··· LISTED ENTRIES ···

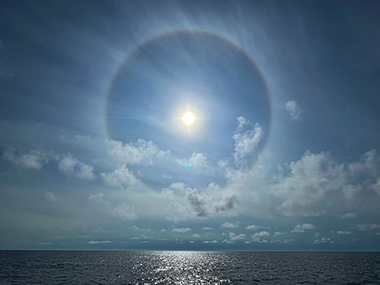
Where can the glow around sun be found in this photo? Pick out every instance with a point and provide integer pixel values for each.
(188, 118)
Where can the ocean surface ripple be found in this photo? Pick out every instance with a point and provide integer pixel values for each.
(187, 267)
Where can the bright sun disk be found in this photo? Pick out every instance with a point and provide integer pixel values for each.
(188, 118)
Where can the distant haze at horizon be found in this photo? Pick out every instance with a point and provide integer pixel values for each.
(279, 150)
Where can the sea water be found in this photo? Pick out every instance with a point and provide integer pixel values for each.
(187, 267)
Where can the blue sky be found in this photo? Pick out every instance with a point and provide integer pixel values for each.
(283, 153)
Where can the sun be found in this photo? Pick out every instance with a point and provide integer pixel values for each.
(188, 118)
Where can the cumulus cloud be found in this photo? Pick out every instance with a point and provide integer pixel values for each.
(254, 227)
(261, 234)
(302, 228)
(323, 240)
(189, 203)
(120, 177)
(293, 109)
(246, 139)
(343, 233)
(35, 159)
(141, 153)
(137, 229)
(233, 237)
(317, 183)
(50, 197)
(180, 230)
(348, 216)
(71, 166)
(124, 212)
(229, 225)
(119, 210)
(98, 199)
(369, 227)
(139, 237)
(98, 241)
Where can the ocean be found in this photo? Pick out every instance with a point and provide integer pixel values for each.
(187, 267)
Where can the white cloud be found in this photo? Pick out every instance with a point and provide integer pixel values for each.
(348, 216)
(35, 159)
(124, 212)
(302, 228)
(343, 233)
(71, 166)
(50, 197)
(192, 204)
(210, 241)
(139, 237)
(229, 225)
(323, 240)
(246, 139)
(98, 199)
(254, 227)
(137, 229)
(317, 183)
(293, 109)
(181, 230)
(233, 237)
(368, 227)
(198, 160)
(120, 177)
(141, 152)
(98, 241)
(261, 234)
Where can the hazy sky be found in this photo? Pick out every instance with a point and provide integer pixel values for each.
(283, 153)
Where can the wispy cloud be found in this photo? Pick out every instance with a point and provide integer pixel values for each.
(294, 110)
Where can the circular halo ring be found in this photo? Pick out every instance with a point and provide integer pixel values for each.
(136, 48)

···

**EXERCISE INSTRUCTIONS:**
Replace "Pick out every instance" with "Mark each instance" everywhere in the rows above, keeping everything else the same. Leave the pictures out of your version.

**RESULT:**
Where can the glow around sun be found in this photo? Mark each instance with a point and provide integer pixel values for each.
(188, 118)
Where can the ocean surface ripple be found in this photo? Mark each instance with a point and provide integer pixel values for each.
(187, 267)
Where can the bright sun disk be found in this photo? Mark each instance with a point and provide integer pixel values for each.
(188, 118)
Where can the distant haze at horizon be found in this photo? Mark each instance with a point and provide integer pixel values for each.
(279, 150)
Where can the sea water be found in this photo? Mark each instance with a point and provide integer pixel values for each.
(187, 267)
Where can the blue sky be found in this photo? Mark each instance with a point and provide integer pixel values for each.
(283, 153)
Where can the sun be found in this photo? Mark each instance with a point and provide integer pixel values for each.
(188, 118)
Where can the cumulus cloud be found in this photo? Mark each instance with a point and provide integer pixel values for each.
(254, 227)
(261, 234)
(302, 228)
(323, 240)
(189, 203)
(120, 177)
(293, 109)
(246, 139)
(343, 233)
(35, 159)
(141, 153)
(137, 229)
(233, 237)
(317, 183)
(50, 197)
(180, 230)
(348, 216)
(71, 166)
(124, 212)
(229, 225)
(119, 210)
(98, 199)
(369, 227)
(139, 237)
(98, 241)
Where can the ocean be found in this photo? Mark each instance with a point and provide integer pixel values for each.
(187, 267)
Where can the white cloud be found in this photo? Mark each instance with a point and provide integer pixel values for each.
(348, 216)
(35, 159)
(124, 212)
(302, 228)
(343, 233)
(71, 166)
(50, 197)
(192, 204)
(210, 241)
(139, 237)
(229, 225)
(323, 240)
(246, 139)
(98, 199)
(254, 227)
(137, 229)
(317, 183)
(293, 109)
(181, 230)
(233, 237)
(368, 227)
(198, 160)
(120, 177)
(141, 152)
(98, 241)
(261, 234)
Where can the hazy sky be found in this photo? Mark each instance with a point and provide integer pixel values for each.
(283, 153)
Where can the wispy cloud be found in this photo? Mark each instance with a point and provide integer pixel values for each.
(294, 110)
Where can the circular halo ring be found in this photo? Mark each instance with a point and provide integer pixel values for each.
(136, 48)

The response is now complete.